[EXERCISE DETAILS] Copy the lines below that contain "segment".

--- START ---

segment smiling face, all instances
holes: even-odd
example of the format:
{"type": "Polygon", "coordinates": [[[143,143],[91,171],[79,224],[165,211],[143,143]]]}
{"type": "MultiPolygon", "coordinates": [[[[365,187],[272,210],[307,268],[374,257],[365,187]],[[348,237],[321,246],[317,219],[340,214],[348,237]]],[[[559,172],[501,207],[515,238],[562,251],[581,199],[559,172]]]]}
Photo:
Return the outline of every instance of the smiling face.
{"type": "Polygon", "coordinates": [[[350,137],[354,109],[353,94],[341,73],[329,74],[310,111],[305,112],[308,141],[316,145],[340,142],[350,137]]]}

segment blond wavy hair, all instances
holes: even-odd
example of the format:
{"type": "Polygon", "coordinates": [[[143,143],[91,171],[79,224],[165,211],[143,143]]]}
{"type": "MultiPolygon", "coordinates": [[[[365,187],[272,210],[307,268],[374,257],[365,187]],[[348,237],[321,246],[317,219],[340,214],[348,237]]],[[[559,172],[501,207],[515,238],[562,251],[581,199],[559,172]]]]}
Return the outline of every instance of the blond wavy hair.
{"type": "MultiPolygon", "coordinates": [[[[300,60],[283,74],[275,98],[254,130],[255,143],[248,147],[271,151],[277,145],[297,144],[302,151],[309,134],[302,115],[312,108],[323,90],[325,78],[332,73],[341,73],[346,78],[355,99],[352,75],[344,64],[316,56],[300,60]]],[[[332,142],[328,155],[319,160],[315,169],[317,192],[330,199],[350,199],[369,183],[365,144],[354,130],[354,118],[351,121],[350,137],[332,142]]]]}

--- END ---

[FINISHED TASK]
segment smiling face, all instances
segment blond wavy hair, all instances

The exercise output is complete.